=== TASK ===
Return, word for word, only the lines from the one containing "Where can you see the blue t-shirt" through the last line of the entries.

(Beginning of INFORMATION SUPPLIED)

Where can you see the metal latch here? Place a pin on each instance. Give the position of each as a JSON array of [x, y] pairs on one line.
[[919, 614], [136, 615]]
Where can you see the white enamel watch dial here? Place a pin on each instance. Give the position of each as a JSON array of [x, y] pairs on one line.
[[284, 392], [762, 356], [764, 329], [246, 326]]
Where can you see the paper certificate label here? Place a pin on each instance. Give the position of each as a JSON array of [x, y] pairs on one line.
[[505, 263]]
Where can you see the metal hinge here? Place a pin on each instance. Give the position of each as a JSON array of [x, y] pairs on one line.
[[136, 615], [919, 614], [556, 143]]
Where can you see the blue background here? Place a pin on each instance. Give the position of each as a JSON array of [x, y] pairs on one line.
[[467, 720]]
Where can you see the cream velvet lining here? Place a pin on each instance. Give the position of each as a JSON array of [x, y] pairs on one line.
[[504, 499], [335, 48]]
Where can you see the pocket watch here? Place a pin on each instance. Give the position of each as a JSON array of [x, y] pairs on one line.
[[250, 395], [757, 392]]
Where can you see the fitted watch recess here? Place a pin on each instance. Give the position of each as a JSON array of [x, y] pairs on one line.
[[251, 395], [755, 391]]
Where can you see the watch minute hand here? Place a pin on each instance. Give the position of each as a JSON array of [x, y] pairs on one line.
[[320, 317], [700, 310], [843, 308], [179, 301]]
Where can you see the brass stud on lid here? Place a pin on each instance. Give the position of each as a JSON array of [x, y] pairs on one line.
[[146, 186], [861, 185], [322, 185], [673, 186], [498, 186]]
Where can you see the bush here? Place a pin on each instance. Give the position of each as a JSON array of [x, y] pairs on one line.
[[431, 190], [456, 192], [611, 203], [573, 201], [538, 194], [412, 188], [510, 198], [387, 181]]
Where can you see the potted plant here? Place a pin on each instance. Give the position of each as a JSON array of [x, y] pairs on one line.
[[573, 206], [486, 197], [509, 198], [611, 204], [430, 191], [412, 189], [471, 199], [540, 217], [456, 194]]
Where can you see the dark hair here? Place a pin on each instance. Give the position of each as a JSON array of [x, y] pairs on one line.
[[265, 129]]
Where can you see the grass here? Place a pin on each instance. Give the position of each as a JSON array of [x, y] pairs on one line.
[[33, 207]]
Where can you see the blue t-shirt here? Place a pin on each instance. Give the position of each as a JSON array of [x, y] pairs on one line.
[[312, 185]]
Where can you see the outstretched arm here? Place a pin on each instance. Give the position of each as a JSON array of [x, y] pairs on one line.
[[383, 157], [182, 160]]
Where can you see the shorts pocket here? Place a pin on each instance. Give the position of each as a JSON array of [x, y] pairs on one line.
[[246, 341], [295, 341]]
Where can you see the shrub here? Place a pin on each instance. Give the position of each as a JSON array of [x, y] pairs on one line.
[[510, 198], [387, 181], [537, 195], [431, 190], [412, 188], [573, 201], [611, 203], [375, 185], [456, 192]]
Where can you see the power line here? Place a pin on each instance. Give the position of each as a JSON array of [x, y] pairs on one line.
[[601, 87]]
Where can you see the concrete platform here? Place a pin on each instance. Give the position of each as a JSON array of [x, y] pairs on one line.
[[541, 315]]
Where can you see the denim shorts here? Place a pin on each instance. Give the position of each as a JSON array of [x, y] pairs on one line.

(End of INFORMATION SUPPLIED)

=== ANSWER TO THIS PROBLEM ===
Where can you see the blue t-shirt here? Place a pin on each instance. Give the position of each as a JSON array of [x, y] pairs on one line.
[[312, 185]]
Where can you see the outstretched arm here? Place a pin on each instance. Give the position of each as a JSON array of [x, y] pairs on one line.
[[383, 157], [182, 160]]
Where can you see the shorts pocket here? Place a pin on each instance. Give the position of each as a JSON array of [x, y] pairs on one line.
[[246, 341], [295, 341]]
Where can you see the shrub here? Place a pin on each instance. Give the position of each as a JSON array of [x, y] pairs on one line.
[[510, 198], [387, 181], [537, 195], [431, 190], [412, 188], [573, 201], [611, 203], [375, 185], [456, 192]]
Where can you see the power line here? Place a pin on each instance. Give the position of each as a JSON array of [x, y] pairs on one line.
[[601, 87]]
Where can you see the concrete platform here? Place a pin on each instance. Give the position of each as a JSON array of [x, y] pairs on one line.
[[541, 315]]
Where can you see the denim shorts here? Place a pin on each instance. Give the position of each as a JSON array of [x, y] pairs on one line.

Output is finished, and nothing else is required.